* _STATED EXERCISE_:
Write out the entries below once more, exactly.

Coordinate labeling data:

--- START ---

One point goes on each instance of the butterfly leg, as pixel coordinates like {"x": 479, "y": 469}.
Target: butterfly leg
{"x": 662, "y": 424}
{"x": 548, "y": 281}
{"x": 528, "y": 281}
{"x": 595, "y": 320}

--- END ---

* _FINISHED ANSWER_:
One point goes on each instance of the butterfly leg, as pixel coordinates like {"x": 479, "y": 469}.
Target: butterfly leg
{"x": 662, "y": 424}
{"x": 548, "y": 281}
{"x": 528, "y": 281}
{"x": 595, "y": 320}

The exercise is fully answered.